Texto para leitura>
..............................
Como os gafanhotos que cria, artista de rua só pensa em liberdade

Elverson Cardozo | 02/04/2012 13:20
"Sou como meus gafanhotos que depois de pronto querem sair voando” (Foto: João Garrigó)
"Sou como meus gafanhotos que depois de pronto querem sair voando” (Foto: João Garrigó)

Era sábado à noite, na cidade de Ponta Porã, que faz fronteira entre Brasil e Paraguai, quando o Lado B encontrou mais uma boa história para contar. De vida.

O personagem surgiu por acaso, depois de uma entrevista pesada com o filho do jornalista Paulo Rocaro, assassinado a tiros de pistola em fevereiro deste ano, na principal avenida da cidade, a Brasil.

Na frente do prédio onde Rocaro trabalhava encontramos Rogério Oliveira, de 23 anos. O rapaz - que prontamente se apresenta como artista de rua - nos oferece um gafanhoto. Um pequeno gafanhoto feito com folha de coqueiro.

A arte é primorosa. Trabalhada nos mínimos detalhes, é digna de elogios ao criador. Mas além do artesanato, outra coisa chama a atenção. Percebo que além da pequena mochila rosa que carregava, Rogério tinha uma bagagem de vida bem maior.

Sem muita cerimônia, começo a especular. Ao perceber que já estava sendo entrevistado, o artista coloca a mochila no chão e, sentado em cima dela, retira uma folha do galho que carrega para dar início a um novo gafanhoto.

É com a mesma habilidade e perspicácia na arte de tecer insetos que Rogério nos conta que o mundo é sua vida e a rua o seu lar. Saiu de casa, em Foz do Iguaçu (PR), aos 15 anos porque não suportava a madrasta. “Eu preferi viver sozinho do que ter de ouvir a voz dela”, relata.

Quando sente falta do pai e dos irmãos, arruma um jeito de ligar ou conversar pela internet. Se estiver de passagem pela cidade, faz uma visita rápida. “Não é porque é pai que eu tenho que ficar preso”, afirma, acrescentando que nunca viu a mãe biológica.

O pai até o incentivou a começar a faculdade, mas Rogério conta que abandonou o curso de Biologia no terceiro dia de aula. “Aprendi muito mais na rua”, relata. O artista que afirma conhecer várias cidades e, inclusive, ter passador por países como Chile, Bolívia e México, afirma sobreviver do artesanato que produz.
..............................
[Registros de dados armazenados]
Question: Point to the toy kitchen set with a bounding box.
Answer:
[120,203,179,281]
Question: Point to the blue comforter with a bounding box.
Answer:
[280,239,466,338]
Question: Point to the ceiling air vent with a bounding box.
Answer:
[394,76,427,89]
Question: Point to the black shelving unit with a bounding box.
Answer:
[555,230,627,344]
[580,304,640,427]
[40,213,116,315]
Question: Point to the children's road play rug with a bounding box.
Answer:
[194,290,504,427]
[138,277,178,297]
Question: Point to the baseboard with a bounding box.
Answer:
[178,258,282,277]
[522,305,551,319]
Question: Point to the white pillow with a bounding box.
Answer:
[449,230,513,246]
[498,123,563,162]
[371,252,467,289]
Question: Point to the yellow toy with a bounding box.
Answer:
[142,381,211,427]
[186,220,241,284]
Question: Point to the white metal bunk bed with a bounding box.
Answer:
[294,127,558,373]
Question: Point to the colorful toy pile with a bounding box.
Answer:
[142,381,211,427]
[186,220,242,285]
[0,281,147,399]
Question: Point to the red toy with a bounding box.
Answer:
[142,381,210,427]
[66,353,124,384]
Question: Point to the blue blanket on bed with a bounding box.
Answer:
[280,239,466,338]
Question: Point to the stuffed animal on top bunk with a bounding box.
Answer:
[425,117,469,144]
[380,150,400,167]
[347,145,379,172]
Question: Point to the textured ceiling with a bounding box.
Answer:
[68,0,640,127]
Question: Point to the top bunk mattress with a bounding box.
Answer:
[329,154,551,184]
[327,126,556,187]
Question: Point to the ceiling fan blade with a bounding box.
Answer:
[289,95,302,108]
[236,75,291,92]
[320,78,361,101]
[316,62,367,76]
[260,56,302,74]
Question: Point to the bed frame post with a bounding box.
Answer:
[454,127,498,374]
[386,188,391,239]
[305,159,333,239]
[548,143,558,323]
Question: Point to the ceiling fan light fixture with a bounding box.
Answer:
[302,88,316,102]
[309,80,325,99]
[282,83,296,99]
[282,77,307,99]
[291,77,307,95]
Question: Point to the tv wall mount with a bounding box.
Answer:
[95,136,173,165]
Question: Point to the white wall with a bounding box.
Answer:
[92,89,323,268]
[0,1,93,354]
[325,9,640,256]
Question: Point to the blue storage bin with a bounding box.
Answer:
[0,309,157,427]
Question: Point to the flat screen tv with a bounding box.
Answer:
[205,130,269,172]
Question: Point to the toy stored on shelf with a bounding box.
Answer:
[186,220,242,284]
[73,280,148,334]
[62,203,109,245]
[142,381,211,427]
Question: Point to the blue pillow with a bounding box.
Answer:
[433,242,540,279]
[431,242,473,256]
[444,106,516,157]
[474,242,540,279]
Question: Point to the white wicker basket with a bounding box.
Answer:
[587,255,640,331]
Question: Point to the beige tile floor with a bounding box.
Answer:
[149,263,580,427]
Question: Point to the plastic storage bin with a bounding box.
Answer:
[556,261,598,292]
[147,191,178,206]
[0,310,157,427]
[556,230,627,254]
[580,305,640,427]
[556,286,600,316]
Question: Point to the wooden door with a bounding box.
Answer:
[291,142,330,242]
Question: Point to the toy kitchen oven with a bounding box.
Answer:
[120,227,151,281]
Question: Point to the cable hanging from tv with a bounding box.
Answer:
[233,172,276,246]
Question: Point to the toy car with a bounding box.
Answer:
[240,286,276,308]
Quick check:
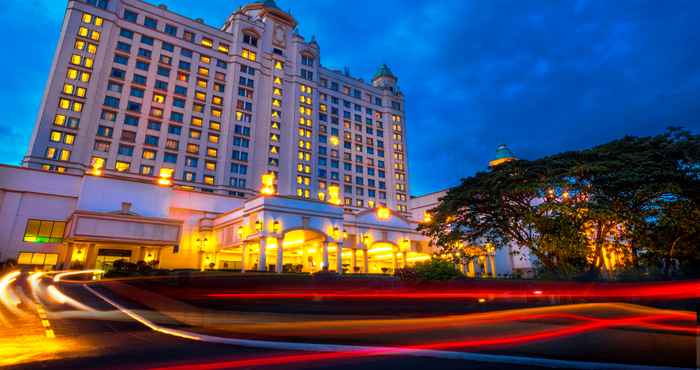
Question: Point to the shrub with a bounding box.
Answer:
[396,258,464,281]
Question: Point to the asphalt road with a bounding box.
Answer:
[0,270,697,370]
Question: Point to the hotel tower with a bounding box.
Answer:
[23,0,408,214]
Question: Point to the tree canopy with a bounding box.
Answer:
[420,128,700,277]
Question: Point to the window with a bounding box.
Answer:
[23,219,66,243]
[243,33,258,47]
[97,126,114,137]
[103,95,119,109]
[119,28,134,39]
[241,48,257,61]
[143,17,158,30]
[301,55,314,67]
[124,9,139,23]
[117,144,134,157]
[141,35,153,45]
[114,161,131,172]
[163,152,177,163]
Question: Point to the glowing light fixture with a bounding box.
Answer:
[260,172,275,195]
[377,207,391,220]
[158,168,175,186]
[328,185,340,205]
[90,157,105,176]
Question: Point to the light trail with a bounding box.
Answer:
[83,285,696,370]
[204,280,700,300]
[0,271,26,321]
[53,270,104,282]
[46,285,95,312]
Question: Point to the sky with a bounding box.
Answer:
[0,0,700,195]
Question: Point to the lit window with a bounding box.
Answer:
[114,161,129,172]
[63,134,75,145]
[70,54,83,65]
[58,99,70,109]
[51,131,63,143]
[63,84,75,95]
[142,149,156,159]
[241,48,257,61]
[153,94,165,103]
[53,114,66,126]
[20,219,66,244]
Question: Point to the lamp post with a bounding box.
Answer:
[197,238,208,271]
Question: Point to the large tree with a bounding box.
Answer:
[421,129,700,276]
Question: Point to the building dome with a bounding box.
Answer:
[372,64,396,80]
[251,0,280,9]
[489,144,517,167]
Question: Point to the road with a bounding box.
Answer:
[0,268,697,370]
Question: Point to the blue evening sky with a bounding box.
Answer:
[0,0,700,194]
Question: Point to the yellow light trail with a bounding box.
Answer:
[53,270,104,282]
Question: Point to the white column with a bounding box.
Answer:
[321,242,329,270]
[350,248,357,274]
[336,242,343,274]
[362,248,369,274]
[241,243,248,272]
[258,236,267,271]
[277,238,284,273]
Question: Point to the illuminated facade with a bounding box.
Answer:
[23,0,408,214]
[0,166,432,274]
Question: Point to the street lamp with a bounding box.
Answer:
[197,238,208,271]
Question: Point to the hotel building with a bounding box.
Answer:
[0,0,432,273]
[23,0,408,214]
[0,0,524,276]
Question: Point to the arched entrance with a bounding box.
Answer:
[274,229,326,273]
[366,241,402,274]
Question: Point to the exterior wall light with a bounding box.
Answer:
[158,168,175,186]
[377,207,391,220]
[260,172,275,195]
[328,185,340,206]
..............................
Instruções das tarefas>
a) Você pode repetir, sem mudar nada, o trecho da reportagem sobre o artista de rua que começa nas palavras "Elverson Cardozo |" e vai até "cidade, a Brasil.", inclusive?
b) Você pode retomar a reportagem sobre o artista de rua e continuá-la a partir da última frase apresentada?
Este material provém de outra fonte.

Respostas do exercício>
a)
Elverson Cardozo | 02/04/2012 13:20
"Sou como meus gafanhotos que depois de pronto querem sair voando” (Foto: João Garrigó)
"Sou como meus gafanhotos que depois de pronto querem sair voando” (Foto: João Garrigó)

Era sábado à noite, na cidade de Ponta Porã, que faz fronteira entre Brasil e Paraguai, quando o Lado B encontrou mais uma boa história para contar. De vida.

O personagem surgiu por acaso, depois de uma entrevista pesada com o filho do jornalista Paulo Rocaro, assassinado a tiros de pistola em fevereiro deste ano, na principal avenida da cidade, a Brasil.

b)
Rogério Oliveira conta que não tem vontade de voltar para casa. (Foto: João Garrigó)
Rogério Oliveira conta que não tem vontade de voltar para casa. (Foto: João Garrigó)

Aprendeu o ofício na rua mesmo, com companheiros que a vida se encarregou de arrumar. Vende cada gafanhoto por até R$ 5,00. “Envernizado é mais caro”, explica. Também sabe fazer borboletas com folhas de cana e pintura em cartolina.

Rogério conta que gosta da rua e, apesar das dificuldades, não tem vontade de voltar para a família. Gosta da liberdade que o desconhecido proporciona. “Sou como meus gafanhotos que depois de pronto querem sair voando”, exemplifica.

Antes de ir embora pergunto o que mais lhe entristece. “As drogas”, responde. Em seguida, revela que foi dependente químico por 12 anos. “Não vou mentir, não. A única coisa que eu ainda fumo é maconha. Essa eu gosto”, conta.

Da fronteira ele tem medo. “Porque a droga aqui é fácil”, explica. O resto “está na mão de Deus”, na fé e nas palavras escritas na bíblia que diz carregar dentro da mochila.

Pergunto se lê. O artista responde que sim e recita um salmo. “Aquele que habita no esconderijo do altíssimo, à sombra do onipotente descansará. Ele é o meu Deus, o meu refúgio, a minha fortaleza, e nele confiarei...”

A conversa foi rápida. O suficiente para que Rogério Oliveira fizesse um novo gafanhoto e seguisse o seu caminho.